## Given problem
Rewrite the records below so that "instance" becomes "occurrence" everywhere it occurs, with everything else unchanged. Leave the pictures out of your version.
* * * * * * * * *
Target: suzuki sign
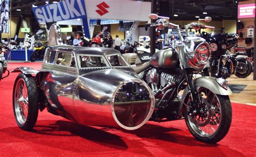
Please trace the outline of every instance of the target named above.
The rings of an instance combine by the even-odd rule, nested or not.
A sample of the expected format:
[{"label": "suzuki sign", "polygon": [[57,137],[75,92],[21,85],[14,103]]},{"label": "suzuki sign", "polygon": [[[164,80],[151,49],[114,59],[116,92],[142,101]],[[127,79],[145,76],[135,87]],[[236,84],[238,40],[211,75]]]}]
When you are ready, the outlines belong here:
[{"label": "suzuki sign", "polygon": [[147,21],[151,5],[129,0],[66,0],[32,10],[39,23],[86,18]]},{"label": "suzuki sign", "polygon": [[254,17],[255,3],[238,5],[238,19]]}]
* * * * * * * * *
## Problem solution
Target: suzuki sign
Please trace the outline of every occurrence of the target named above.
The rings of an occurrence combine by the even-odd rule, nested or not.
A sample of the expected format:
[{"label": "suzuki sign", "polygon": [[57,137],[75,92],[21,85],[14,103]]},{"label": "suzuki sign", "polygon": [[[164,80],[151,49],[114,59],[116,92],[142,101]],[[127,79],[145,76],[135,87]],[[236,84],[238,40],[211,75]]]}]
When you are ready, the outlines belong here:
[{"label": "suzuki sign", "polygon": [[147,21],[151,5],[129,0],[66,0],[32,10],[39,23],[86,18]]},{"label": "suzuki sign", "polygon": [[254,17],[255,3],[238,5],[238,19]]}]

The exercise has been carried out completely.